* Start Available data *
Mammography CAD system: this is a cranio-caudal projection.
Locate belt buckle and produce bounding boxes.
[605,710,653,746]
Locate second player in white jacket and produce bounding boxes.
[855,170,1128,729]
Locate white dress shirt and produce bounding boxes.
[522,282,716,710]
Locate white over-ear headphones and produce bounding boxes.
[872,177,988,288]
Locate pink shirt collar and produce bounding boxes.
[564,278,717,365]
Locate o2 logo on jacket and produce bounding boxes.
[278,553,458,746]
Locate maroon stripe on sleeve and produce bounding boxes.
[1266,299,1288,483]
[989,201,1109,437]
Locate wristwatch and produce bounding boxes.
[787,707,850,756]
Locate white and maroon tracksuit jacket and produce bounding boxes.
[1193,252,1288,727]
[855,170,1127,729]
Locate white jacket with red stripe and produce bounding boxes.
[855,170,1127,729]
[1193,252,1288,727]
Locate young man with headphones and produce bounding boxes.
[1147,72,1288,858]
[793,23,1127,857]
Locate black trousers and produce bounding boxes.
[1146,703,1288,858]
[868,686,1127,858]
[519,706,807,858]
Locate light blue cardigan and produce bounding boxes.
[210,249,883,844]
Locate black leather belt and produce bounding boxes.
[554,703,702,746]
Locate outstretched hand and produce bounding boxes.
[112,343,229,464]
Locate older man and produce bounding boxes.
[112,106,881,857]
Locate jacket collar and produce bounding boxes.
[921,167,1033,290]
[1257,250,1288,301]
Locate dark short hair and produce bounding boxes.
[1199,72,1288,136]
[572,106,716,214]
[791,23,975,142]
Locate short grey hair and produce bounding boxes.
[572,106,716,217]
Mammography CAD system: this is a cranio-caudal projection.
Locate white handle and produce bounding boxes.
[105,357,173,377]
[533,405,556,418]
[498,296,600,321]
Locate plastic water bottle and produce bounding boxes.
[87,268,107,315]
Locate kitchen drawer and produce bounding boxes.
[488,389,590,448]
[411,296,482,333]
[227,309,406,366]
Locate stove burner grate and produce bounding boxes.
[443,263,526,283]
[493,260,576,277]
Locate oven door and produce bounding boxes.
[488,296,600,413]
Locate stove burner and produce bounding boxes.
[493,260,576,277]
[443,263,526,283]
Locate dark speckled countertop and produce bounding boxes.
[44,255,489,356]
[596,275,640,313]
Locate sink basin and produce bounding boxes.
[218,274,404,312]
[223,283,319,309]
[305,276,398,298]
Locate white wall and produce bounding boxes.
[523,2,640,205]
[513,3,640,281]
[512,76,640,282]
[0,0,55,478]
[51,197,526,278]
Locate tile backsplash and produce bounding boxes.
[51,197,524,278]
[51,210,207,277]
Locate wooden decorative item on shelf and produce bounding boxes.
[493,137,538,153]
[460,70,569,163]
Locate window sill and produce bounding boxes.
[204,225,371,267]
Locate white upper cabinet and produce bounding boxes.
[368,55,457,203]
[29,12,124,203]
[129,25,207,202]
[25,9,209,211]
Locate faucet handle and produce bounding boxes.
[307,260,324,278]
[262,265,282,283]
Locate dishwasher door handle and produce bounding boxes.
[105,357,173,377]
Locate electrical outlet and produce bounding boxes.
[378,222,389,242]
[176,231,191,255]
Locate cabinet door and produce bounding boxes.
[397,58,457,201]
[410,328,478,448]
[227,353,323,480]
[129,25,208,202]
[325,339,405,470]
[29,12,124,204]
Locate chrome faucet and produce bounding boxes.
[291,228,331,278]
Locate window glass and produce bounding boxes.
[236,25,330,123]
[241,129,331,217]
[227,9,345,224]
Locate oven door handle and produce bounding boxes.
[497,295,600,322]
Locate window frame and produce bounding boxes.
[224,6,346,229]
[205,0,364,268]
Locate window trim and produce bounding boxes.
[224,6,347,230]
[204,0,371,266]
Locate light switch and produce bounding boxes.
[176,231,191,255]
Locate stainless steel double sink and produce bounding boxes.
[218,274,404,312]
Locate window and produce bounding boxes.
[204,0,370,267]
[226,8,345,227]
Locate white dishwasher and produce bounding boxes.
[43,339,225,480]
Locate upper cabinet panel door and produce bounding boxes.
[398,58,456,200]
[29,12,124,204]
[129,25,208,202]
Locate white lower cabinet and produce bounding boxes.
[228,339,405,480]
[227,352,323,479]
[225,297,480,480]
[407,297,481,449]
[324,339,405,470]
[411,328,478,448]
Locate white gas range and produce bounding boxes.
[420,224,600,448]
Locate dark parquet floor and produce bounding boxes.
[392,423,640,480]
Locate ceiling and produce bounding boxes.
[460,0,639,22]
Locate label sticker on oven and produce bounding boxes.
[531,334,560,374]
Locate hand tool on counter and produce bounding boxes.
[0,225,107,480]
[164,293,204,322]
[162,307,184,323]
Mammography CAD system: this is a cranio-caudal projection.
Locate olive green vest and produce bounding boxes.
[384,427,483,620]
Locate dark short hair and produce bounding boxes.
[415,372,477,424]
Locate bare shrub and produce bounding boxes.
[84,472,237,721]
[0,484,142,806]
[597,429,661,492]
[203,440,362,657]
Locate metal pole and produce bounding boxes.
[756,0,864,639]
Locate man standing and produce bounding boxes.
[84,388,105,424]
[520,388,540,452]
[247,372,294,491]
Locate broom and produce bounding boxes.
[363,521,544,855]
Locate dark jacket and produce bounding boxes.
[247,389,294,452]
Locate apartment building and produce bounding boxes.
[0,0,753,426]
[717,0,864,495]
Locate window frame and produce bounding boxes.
* End Available data *
» **To do**
Pull out each line above that contains the word "belt" and copy those lines.

» **Written answer**
Locate belt buckle and produce bounding boxes.
Locate black leather belt and produce bounding boxes.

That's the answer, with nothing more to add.